[Location identification entries]
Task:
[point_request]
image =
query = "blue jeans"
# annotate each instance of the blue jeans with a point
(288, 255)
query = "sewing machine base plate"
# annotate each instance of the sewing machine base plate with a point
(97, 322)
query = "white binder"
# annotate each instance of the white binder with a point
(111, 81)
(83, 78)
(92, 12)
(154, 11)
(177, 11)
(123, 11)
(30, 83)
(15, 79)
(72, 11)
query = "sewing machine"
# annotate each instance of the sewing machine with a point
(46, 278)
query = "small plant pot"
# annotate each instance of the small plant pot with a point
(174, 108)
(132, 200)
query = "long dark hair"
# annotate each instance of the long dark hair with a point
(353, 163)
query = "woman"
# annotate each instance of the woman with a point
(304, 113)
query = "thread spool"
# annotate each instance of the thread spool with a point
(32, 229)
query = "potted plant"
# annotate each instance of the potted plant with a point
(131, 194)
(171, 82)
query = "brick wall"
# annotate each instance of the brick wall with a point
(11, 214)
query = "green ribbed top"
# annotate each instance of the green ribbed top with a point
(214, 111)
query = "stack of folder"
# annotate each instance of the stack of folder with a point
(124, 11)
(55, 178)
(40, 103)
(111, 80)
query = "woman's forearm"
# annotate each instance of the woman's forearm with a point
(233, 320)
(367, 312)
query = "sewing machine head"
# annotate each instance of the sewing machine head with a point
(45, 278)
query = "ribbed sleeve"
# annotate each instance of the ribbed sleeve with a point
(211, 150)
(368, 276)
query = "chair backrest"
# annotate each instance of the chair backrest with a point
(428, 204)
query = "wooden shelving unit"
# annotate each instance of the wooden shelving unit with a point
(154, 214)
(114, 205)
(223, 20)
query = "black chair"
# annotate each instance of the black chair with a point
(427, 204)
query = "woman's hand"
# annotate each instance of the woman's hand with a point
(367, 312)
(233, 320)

* Task directions: Find every line above that contains the word "black" and copy each one out in full.

* Right answer:
query = "black chair"
# annotate each instance of the black chair with a point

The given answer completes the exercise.